Exercise task:
Collect every line in the records below that contains the string "water", matching case exactly, and copy each one out in full.

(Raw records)
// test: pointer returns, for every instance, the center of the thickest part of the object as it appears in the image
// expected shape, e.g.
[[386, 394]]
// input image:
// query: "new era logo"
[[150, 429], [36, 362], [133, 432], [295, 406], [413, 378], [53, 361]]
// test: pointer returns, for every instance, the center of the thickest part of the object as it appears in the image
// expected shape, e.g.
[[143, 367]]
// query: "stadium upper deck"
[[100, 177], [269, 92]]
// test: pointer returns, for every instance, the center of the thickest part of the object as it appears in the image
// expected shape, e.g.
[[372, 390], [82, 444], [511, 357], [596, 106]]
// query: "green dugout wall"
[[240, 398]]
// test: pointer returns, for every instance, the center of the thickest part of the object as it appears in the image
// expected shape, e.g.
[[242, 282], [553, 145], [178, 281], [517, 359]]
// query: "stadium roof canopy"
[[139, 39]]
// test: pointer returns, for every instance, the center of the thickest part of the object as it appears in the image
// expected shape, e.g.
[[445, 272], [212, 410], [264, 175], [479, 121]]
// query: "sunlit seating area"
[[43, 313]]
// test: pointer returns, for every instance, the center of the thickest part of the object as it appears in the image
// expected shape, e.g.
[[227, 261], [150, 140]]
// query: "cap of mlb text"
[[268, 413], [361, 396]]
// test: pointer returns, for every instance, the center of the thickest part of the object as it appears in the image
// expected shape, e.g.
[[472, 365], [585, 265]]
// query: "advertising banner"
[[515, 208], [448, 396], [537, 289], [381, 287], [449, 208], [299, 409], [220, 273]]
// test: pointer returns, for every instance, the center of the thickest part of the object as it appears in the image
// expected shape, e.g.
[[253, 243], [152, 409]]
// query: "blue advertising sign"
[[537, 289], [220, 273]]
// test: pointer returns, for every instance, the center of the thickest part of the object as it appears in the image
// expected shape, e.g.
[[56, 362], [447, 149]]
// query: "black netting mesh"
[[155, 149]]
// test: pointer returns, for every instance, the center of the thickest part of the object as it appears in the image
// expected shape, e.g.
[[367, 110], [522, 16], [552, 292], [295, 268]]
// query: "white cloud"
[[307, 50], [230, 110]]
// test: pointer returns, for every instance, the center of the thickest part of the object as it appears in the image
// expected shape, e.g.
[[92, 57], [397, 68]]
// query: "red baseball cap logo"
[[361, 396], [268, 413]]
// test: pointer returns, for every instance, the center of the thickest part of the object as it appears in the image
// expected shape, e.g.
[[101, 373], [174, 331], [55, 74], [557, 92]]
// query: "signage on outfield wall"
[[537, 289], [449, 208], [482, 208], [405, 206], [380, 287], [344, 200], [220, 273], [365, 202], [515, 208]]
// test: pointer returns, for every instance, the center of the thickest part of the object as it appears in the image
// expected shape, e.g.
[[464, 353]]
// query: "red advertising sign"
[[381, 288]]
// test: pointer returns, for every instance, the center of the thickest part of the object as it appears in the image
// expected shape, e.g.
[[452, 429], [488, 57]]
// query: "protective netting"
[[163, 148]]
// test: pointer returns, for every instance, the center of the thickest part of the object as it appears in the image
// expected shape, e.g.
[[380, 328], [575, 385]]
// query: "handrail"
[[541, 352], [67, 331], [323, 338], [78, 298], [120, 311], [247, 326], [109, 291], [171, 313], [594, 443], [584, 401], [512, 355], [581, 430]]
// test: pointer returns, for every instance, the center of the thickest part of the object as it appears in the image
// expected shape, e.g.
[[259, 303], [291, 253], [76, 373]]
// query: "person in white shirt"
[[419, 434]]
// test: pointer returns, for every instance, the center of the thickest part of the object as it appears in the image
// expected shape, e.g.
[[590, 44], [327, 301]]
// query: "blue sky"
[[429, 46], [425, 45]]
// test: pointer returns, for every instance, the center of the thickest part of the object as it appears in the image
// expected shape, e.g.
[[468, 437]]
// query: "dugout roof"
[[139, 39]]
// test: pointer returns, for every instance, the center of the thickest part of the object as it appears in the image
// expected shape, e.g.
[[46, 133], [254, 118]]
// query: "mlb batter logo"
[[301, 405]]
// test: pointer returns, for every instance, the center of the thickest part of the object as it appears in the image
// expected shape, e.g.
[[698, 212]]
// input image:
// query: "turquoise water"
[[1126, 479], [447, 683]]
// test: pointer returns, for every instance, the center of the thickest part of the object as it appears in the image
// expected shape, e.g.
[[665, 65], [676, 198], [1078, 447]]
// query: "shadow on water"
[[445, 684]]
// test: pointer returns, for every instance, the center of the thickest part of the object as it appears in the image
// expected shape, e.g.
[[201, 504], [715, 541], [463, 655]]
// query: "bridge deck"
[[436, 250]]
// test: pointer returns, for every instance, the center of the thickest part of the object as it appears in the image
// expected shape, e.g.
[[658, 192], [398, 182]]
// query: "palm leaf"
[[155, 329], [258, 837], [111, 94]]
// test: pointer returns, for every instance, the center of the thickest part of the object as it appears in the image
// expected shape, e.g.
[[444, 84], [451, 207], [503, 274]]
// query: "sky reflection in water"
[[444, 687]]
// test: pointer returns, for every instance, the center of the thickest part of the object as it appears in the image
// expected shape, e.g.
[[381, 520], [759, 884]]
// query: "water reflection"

The output:
// query: "turquoise water"
// query: "shadow on water"
// query: "sky reflection in water"
// query: "water reflection"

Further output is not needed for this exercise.